◆ **AIM OF THE EXERCISE**
Exactly as given, write out the lines from the one containing "Target: concrete walkway" through the end of the listing, with both ends included and nothing else.

◆ **PROVIDED RECORDS**
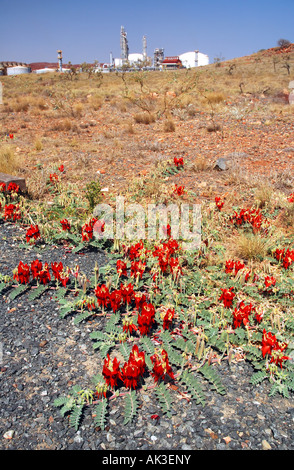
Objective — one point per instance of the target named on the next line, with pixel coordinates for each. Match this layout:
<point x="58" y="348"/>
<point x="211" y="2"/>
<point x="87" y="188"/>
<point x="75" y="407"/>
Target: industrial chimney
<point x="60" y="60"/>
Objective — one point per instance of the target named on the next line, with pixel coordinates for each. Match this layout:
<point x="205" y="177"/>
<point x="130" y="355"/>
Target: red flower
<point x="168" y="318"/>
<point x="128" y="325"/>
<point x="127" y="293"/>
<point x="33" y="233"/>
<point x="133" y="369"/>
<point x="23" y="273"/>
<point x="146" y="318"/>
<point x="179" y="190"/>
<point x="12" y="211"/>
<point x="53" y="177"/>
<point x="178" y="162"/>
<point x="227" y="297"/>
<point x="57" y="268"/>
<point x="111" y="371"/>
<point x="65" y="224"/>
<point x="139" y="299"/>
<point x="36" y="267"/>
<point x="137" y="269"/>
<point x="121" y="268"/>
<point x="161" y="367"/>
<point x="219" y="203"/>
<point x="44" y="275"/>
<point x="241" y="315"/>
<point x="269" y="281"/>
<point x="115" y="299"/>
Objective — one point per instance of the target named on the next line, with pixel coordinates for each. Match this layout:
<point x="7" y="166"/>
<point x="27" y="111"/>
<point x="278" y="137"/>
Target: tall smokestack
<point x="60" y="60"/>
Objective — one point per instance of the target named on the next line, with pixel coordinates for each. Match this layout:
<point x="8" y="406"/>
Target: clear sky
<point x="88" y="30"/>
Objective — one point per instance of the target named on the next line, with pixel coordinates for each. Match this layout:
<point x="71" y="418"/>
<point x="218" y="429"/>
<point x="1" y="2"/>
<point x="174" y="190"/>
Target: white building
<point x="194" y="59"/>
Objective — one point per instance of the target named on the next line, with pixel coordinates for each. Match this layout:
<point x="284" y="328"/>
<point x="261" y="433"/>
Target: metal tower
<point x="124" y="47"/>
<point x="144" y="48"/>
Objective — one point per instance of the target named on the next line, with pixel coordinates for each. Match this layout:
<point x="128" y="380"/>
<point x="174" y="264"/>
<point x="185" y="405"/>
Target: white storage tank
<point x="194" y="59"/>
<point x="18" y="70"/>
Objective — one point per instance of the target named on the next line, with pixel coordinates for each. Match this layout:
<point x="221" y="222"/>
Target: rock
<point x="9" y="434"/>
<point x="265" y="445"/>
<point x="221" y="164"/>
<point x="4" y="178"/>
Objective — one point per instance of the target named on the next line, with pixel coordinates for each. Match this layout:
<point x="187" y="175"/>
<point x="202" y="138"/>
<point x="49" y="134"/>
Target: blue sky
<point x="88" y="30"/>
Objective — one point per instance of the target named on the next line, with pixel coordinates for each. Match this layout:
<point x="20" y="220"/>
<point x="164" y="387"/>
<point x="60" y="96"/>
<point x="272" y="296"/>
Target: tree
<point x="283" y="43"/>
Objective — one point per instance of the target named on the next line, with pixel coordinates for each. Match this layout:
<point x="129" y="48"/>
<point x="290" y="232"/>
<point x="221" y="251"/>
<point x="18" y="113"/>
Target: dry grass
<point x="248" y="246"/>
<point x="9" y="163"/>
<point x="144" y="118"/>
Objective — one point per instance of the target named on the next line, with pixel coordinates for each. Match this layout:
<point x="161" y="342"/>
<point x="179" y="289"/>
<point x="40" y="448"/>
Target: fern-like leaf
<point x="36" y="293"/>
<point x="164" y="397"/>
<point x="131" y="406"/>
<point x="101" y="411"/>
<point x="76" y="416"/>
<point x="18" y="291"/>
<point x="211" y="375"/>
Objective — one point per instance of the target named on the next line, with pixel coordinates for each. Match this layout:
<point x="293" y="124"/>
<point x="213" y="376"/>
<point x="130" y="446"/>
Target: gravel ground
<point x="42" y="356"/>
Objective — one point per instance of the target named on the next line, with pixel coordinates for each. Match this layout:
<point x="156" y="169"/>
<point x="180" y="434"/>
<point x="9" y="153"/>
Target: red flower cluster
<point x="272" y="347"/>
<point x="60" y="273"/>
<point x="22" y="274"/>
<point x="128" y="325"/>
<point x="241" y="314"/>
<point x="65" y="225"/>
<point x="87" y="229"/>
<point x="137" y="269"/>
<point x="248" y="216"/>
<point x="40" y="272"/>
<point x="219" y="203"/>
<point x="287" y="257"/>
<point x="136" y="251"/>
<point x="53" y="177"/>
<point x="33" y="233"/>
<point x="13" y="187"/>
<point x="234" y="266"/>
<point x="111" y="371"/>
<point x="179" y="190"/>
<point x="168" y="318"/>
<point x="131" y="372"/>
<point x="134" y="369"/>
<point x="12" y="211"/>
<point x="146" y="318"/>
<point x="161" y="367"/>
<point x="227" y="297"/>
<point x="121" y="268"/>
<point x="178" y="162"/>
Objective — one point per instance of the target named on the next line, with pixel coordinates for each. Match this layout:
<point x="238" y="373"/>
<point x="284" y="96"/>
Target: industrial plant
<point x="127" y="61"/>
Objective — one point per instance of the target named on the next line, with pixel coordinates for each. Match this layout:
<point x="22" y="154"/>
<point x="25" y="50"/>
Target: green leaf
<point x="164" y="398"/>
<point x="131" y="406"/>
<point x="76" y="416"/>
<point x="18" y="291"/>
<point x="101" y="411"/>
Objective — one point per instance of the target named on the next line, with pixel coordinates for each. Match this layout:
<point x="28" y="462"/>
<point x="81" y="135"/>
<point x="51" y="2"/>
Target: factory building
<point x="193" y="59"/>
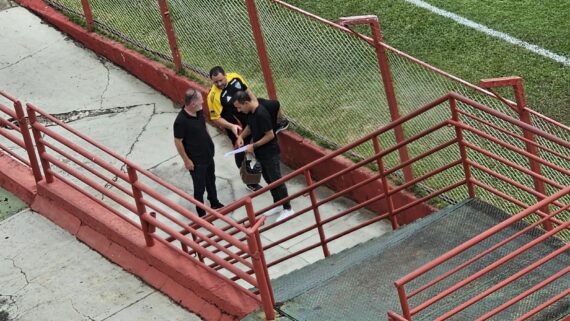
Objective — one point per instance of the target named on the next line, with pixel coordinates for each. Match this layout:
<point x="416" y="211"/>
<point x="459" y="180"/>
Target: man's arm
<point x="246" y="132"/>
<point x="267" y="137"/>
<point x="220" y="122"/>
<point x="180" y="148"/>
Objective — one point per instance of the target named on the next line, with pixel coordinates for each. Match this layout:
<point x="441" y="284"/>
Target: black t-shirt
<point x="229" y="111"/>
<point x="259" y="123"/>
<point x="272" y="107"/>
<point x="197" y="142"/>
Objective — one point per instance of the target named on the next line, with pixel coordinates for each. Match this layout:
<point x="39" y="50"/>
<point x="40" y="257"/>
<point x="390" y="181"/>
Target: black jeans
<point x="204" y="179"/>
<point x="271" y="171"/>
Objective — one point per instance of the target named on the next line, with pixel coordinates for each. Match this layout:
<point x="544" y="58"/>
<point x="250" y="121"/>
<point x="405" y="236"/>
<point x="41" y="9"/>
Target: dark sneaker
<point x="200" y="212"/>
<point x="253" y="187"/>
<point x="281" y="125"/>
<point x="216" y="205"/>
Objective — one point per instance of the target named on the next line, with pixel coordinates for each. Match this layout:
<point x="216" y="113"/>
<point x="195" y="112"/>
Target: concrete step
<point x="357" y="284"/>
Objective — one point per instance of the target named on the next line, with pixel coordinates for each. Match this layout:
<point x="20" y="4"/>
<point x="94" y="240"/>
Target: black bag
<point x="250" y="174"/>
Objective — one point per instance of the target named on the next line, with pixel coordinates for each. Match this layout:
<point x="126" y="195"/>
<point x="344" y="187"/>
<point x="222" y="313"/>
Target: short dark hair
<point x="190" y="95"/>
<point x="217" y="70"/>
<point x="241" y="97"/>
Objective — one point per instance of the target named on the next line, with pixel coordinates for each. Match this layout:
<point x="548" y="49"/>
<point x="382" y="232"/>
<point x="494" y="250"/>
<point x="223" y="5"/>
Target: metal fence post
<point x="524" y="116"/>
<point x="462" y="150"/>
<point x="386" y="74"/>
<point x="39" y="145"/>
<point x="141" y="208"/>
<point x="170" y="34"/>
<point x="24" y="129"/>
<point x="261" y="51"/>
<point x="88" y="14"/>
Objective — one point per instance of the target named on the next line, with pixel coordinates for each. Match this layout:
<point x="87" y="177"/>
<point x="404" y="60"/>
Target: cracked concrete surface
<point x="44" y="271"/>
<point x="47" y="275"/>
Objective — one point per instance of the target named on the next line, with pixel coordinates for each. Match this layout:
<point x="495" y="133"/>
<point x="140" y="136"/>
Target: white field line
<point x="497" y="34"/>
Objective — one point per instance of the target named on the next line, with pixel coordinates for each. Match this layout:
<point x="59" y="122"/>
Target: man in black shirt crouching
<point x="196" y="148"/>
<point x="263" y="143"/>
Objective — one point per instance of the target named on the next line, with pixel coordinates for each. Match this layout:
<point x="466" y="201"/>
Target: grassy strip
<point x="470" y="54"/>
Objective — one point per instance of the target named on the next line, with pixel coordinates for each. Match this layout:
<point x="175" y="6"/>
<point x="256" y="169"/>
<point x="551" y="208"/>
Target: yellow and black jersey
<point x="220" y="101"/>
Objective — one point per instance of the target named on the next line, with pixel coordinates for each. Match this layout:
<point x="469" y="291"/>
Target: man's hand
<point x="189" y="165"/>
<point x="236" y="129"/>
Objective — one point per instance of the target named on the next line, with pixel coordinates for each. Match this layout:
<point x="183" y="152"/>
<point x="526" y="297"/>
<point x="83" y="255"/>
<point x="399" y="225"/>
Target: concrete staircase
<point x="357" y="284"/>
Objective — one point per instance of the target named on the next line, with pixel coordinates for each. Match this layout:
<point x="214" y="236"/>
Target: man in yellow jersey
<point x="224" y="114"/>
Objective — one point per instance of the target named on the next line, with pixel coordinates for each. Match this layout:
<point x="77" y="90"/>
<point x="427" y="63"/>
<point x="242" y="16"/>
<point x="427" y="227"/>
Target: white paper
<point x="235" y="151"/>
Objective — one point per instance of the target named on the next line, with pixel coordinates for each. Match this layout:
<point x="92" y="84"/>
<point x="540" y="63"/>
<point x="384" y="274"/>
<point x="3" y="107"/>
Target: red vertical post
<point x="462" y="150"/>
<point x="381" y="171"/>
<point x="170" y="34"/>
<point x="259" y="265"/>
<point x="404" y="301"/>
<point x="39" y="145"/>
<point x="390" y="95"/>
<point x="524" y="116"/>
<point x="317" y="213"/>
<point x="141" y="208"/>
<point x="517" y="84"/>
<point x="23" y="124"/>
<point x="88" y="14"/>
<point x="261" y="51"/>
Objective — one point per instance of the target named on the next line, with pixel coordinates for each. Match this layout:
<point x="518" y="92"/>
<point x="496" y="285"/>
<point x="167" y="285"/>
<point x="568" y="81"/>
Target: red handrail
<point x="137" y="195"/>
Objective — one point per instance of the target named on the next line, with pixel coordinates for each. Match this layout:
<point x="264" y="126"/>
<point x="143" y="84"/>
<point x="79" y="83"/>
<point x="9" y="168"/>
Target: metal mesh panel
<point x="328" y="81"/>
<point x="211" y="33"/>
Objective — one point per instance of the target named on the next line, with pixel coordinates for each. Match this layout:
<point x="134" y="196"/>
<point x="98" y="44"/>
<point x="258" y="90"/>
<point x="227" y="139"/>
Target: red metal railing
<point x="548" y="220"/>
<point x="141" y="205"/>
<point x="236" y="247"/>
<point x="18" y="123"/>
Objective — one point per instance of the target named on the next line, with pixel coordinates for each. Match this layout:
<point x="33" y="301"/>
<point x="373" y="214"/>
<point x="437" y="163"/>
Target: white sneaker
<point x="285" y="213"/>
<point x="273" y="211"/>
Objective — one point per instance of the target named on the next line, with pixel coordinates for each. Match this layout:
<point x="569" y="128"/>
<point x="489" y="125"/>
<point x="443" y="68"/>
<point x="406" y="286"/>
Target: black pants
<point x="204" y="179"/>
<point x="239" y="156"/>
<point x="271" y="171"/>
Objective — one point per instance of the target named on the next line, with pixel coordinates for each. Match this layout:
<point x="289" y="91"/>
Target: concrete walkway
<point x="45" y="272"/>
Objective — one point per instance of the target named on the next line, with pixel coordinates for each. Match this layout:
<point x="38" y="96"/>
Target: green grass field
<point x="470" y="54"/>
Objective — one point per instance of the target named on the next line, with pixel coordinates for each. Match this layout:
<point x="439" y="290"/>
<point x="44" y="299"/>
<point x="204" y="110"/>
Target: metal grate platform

◆ **FINISHED EXERCISE**
Target: concrete walkway
<point x="45" y="272"/>
Objective — one point per instance of the target named on the next line, with pixel coordinates for each. Match this layout:
<point x="38" y="96"/>
Target: green grass field
<point x="470" y="54"/>
Objective — one point per instance of the target named on the next line, with pixel coordinates for each. Match this layout:
<point x="439" y="290"/>
<point x="44" y="299"/>
<point x="204" y="110"/>
Target: metal grate platform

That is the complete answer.